— start Source extract —

I've chosen this method as I wish to have the ability for peripherals to stall the CPU. A bus transaction is achieved by: The master places the data, address and read/write bit on the bus, bringing the ack(c->p) high. Once the slave has successfully received the information and has placed the response back on the data (p->c) bus, the slave sets its ack(p->c) high. The master notes the slave has successfully placed the data, takes the data for processing and releases the ack(c->p). The bus is now in idle state again, ready for further transactions.
Obviously this is a very simple bus protocol and doesn't include burst features, variable word sizes or other more complex features. My question however is what space efficient methods can be used to connect peripherals to a master CPU?
I've looked into 3 different methods as of yet. I'm currently using a single output data bus from the master to all of the peripherals, with the data outputs from all the peripherals being or'd, along with their ack(p->c) outputs. Each peripheral contains a small address mux which only allows a slave to respond if the address is within a predefined range. This reduces the logic for switching between peripherals but obviously will infer lots of logic/peripheral for the address muxes which leads me to believe that future scalability will be impacted.
Another method I though of was having a single large address mux connected from the master which decodes the address and sends it, along with the data and ack signals to each slave. The output data is then muxed back into the master. This seems a slightly more efficient method though I always seem to end up with ridiculously long data vectors and its a bit of a chore to keep track of.
A third method I thought of was to have it arranged in a ring like fashion. The master address goes to all of the slaves, with a smaller mux which merely chooses which ack signals to send out. The data output from the master then travels serially through each slave. Each slave contains a mux which can allow it to either let the data coming into it pass through unaffected OR to allow the slave to place its own data on the bus. I feel this will work best for slow systems as there is only one small mux/slave required to mux between the incoming data and that slave's data, along with a small mux that decodes the address and sends out the ack signals. The issue here I believe however is that with lots of peripherals, the propagation delay from the output of the master to the input of the master would be pretty large as it has to travel through each slave!

— end Source extract —
— start Information supplied —

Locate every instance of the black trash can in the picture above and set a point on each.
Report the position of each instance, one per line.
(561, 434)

— end Information supplied —

Short problem:
Write out everything in the bus protocol passage above, from "Obviously this is" down to "a master CPU?".

The response:
Obviously this is a very simple bus protocol and doesn't include burst features, variable word sizes or other more complex features. My question however is what space efficient methods can be used to connect peripherals to a master CPU?